◆ **Assigned task**
Please print exactly the lines running from the one that contains "Could you please identify the arched stone" to the end of the data, with both lines included.

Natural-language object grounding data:
<<<<
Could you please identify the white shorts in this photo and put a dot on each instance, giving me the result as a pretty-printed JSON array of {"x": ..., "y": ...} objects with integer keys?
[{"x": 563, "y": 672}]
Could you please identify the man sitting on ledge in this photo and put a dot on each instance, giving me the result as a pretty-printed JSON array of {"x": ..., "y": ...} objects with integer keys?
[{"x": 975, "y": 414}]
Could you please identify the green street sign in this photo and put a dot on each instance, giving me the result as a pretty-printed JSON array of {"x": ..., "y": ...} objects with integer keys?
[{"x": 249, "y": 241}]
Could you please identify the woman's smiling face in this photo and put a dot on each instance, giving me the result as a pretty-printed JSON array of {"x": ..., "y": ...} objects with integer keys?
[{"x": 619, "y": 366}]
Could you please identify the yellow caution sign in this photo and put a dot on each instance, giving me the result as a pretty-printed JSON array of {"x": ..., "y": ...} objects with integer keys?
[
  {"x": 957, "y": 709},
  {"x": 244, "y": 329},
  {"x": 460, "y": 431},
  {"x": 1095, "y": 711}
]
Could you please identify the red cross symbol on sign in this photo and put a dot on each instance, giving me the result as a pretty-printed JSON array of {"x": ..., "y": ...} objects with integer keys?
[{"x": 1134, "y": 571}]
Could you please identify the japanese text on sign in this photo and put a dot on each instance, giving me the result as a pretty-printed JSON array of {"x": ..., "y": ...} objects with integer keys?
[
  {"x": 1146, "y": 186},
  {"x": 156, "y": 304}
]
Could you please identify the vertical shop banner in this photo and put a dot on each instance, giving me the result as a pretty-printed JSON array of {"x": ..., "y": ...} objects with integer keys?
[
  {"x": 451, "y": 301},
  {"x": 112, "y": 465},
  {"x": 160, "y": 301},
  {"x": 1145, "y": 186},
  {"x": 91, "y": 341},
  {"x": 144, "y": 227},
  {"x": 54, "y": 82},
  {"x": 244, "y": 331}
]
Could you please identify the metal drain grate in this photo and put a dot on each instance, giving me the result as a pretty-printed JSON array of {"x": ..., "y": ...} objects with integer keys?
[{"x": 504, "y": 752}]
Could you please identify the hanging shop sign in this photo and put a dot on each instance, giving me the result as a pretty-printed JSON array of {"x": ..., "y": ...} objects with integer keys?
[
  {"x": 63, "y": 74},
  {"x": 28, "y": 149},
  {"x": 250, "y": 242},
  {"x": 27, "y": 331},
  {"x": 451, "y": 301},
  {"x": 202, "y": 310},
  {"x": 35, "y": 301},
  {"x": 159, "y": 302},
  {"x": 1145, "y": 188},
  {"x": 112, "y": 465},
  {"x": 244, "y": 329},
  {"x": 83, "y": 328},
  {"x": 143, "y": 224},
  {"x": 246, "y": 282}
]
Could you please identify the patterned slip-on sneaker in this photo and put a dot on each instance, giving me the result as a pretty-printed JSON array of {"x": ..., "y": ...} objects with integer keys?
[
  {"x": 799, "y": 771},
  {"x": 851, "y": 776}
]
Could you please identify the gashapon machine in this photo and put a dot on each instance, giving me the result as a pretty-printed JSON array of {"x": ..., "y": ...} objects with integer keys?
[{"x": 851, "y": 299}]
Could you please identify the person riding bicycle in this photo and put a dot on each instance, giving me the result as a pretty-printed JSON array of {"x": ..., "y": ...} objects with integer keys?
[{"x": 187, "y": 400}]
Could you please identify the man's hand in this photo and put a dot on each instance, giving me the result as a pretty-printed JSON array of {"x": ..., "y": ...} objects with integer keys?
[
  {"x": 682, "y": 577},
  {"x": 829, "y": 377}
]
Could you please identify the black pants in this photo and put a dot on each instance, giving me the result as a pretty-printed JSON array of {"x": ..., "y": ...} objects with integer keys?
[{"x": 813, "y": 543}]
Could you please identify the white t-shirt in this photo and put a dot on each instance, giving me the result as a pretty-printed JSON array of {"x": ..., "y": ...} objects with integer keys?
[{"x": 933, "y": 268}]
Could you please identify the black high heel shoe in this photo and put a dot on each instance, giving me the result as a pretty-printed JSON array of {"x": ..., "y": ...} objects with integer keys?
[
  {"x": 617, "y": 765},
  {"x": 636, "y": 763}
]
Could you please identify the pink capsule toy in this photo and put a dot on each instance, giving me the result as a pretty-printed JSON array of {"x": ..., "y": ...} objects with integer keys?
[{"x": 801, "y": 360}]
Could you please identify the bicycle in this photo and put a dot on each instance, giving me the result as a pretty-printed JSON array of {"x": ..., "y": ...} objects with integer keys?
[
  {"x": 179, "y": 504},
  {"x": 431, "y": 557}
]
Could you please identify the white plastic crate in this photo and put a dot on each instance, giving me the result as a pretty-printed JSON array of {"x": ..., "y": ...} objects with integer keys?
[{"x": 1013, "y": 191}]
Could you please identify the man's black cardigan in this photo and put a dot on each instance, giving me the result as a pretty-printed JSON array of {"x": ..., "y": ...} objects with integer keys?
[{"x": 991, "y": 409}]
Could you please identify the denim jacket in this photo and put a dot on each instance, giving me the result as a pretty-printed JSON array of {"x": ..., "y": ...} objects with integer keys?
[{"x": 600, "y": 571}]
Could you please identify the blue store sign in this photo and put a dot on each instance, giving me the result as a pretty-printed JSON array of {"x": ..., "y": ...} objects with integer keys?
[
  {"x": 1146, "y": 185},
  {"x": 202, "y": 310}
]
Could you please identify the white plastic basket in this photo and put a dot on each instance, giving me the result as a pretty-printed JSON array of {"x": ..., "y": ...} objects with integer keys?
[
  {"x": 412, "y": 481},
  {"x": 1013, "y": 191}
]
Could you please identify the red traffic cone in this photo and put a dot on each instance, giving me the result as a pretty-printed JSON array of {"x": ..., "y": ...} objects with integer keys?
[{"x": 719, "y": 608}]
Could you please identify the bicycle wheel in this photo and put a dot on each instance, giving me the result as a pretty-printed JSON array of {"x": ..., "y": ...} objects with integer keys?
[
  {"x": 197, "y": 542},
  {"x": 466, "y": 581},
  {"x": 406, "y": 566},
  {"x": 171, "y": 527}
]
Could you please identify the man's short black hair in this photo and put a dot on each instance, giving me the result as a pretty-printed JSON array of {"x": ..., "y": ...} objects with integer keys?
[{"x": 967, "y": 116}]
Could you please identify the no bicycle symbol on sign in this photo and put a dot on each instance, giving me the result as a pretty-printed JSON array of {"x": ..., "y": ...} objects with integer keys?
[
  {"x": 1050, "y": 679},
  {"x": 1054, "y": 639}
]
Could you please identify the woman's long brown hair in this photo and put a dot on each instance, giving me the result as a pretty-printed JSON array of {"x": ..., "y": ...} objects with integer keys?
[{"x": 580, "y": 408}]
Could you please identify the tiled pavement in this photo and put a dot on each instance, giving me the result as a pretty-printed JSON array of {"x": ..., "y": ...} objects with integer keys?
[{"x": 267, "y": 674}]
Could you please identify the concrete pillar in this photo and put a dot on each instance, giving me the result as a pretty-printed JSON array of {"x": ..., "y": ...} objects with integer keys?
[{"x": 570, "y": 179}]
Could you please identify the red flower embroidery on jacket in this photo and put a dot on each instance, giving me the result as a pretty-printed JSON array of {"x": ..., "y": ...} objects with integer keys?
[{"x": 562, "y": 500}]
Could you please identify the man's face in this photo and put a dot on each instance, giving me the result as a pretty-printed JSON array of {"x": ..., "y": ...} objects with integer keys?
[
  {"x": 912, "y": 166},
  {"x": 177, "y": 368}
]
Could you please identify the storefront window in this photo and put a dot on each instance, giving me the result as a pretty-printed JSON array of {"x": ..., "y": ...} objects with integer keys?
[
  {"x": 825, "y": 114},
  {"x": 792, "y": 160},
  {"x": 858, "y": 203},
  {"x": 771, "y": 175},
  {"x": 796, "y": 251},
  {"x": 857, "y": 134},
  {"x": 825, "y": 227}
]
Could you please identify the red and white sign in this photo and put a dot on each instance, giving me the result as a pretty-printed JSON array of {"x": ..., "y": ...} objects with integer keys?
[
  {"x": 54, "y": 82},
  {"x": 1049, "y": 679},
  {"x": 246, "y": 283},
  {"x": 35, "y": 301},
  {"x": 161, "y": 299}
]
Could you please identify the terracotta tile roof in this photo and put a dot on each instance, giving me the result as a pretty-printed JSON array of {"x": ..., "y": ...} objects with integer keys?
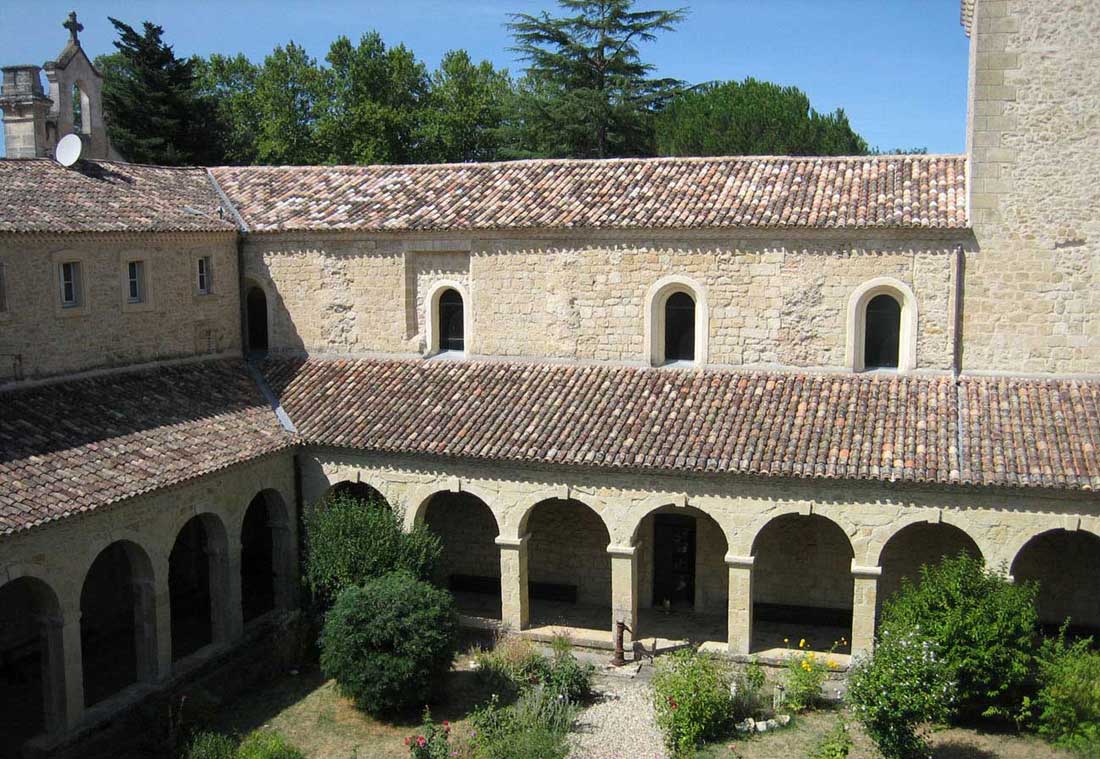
[
  {"x": 76, "y": 446},
  {"x": 861, "y": 427},
  {"x": 889, "y": 191},
  {"x": 39, "y": 195}
]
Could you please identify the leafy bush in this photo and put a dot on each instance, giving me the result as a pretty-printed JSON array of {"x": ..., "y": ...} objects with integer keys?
[
  {"x": 266, "y": 745},
  {"x": 1067, "y": 706},
  {"x": 388, "y": 642},
  {"x": 692, "y": 699},
  {"x": 983, "y": 626},
  {"x": 210, "y": 746},
  {"x": 806, "y": 672},
  {"x": 535, "y": 727},
  {"x": 900, "y": 689},
  {"x": 836, "y": 744},
  {"x": 350, "y": 541}
]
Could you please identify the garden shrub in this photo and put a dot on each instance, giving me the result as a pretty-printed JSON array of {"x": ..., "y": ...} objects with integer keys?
[
  {"x": 1066, "y": 708},
  {"x": 350, "y": 540},
  {"x": 266, "y": 745},
  {"x": 389, "y": 642},
  {"x": 692, "y": 699},
  {"x": 805, "y": 673},
  {"x": 836, "y": 744},
  {"x": 210, "y": 746},
  {"x": 983, "y": 626},
  {"x": 899, "y": 690}
]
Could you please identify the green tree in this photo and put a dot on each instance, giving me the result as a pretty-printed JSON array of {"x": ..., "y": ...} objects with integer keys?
[
  {"x": 230, "y": 84},
  {"x": 154, "y": 111},
  {"x": 373, "y": 98},
  {"x": 288, "y": 94},
  {"x": 465, "y": 109},
  {"x": 752, "y": 118},
  {"x": 590, "y": 95}
]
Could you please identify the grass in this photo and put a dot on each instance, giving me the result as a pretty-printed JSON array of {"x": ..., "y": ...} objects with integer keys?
[
  {"x": 805, "y": 730},
  {"x": 323, "y": 725}
]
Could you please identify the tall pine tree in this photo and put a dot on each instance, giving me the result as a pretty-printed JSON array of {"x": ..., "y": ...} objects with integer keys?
[
  {"x": 154, "y": 112},
  {"x": 590, "y": 95}
]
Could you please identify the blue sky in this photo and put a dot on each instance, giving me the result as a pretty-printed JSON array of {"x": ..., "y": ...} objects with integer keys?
[{"x": 898, "y": 67}]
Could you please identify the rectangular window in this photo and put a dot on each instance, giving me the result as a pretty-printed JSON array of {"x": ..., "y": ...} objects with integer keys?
[
  {"x": 135, "y": 282},
  {"x": 205, "y": 275},
  {"x": 70, "y": 284}
]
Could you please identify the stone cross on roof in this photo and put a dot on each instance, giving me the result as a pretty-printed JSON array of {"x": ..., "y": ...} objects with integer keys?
[{"x": 73, "y": 25}]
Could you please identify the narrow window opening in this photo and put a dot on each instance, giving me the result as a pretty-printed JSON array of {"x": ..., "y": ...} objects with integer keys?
[
  {"x": 451, "y": 327},
  {"x": 680, "y": 328},
  {"x": 882, "y": 332},
  {"x": 205, "y": 273},
  {"x": 135, "y": 282},
  {"x": 70, "y": 284}
]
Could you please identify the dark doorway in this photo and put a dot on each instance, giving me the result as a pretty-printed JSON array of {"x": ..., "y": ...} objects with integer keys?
[
  {"x": 882, "y": 333},
  {"x": 451, "y": 328},
  {"x": 680, "y": 328},
  {"x": 673, "y": 561},
  {"x": 256, "y": 305}
]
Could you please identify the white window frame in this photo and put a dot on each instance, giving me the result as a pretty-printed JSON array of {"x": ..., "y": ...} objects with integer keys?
[
  {"x": 135, "y": 282},
  {"x": 431, "y": 319},
  {"x": 75, "y": 282},
  {"x": 857, "y": 323},
  {"x": 204, "y": 275},
  {"x": 656, "y": 298}
]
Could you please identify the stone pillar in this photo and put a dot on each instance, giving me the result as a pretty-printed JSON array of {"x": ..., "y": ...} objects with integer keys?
[
  {"x": 862, "y": 608},
  {"x": 62, "y": 671},
  {"x": 625, "y": 592},
  {"x": 153, "y": 628},
  {"x": 515, "y": 608},
  {"x": 740, "y": 604}
]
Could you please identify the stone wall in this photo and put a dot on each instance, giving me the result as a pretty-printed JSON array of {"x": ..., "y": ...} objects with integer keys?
[
  {"x": 39, "y": 338},
  {"x": 772, "y": 300},
  {"x": 1033, "y": 282}
]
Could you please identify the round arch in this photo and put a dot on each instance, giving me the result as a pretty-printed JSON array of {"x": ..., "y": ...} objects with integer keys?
[
  {"x": 32, "y": 686},
  {"x": 198, "y": 585},
  {"x": 118, "y": 620},
  {"x": 857, "y": 322},
  {"x": 1066, "y": 564},
  {"x": 657, "y": 296},
  {"x": 431, "y": 316}
]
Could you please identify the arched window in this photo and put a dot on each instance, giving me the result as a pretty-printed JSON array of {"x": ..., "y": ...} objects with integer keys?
[
  {"x": 451, "y": 318},
  {"x": 882, "y": 332},
  {"x": 680, "y": 327}
]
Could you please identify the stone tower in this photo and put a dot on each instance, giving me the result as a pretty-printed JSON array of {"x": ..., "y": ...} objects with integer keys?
[
  {"x": 1032, "y": 300},
  {"x": 34, "y": 121}
]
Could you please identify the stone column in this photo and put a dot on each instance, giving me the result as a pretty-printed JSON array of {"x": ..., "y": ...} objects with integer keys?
[
  {"x": 740, "y": 604},
  {"x": 515, "y": 608},
  {"x": 153, "y": 627},
  {"x": 62, "y": 671},
  {"x": 862, "y": 608},
  {"x": 625, "y": 592}
]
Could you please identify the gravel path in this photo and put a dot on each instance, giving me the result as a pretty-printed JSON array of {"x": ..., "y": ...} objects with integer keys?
[{"x": 620, "y": 723}]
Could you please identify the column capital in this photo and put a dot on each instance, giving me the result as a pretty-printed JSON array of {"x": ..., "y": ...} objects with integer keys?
[
  {"x": 514, "y": 543},
  {"x": 866, "y": 572}
]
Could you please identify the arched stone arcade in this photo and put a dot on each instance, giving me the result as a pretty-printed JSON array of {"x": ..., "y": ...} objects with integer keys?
[
  {"x": 118, "y": 622},
  {"x": 32, "y": 663},
  {"x": 470, "y": 564},
  {"x": 1066, "y": 565}
]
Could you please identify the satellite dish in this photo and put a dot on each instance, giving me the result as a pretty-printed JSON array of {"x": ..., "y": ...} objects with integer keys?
>>>>
◆ **Answer to this problem**
Could you please identify the arched stone arcade in this photo and put a dot on each instance, giving me the result as a pretty-printed JSON array of {"x": ..., "y": ...} objects with integer keys?
[
  {"x": 118, "y": 622},
  {"x": 32, "y": 663},
  {"x": 470, "y": 564},
  {"x": 1066, "y": 565}
]
Could you please identify the satellite dish in this photo and put a dot on each instance, giving me the result as a pretty-printed JSON array of {"x": ..., "y": ...} objects with integer keys?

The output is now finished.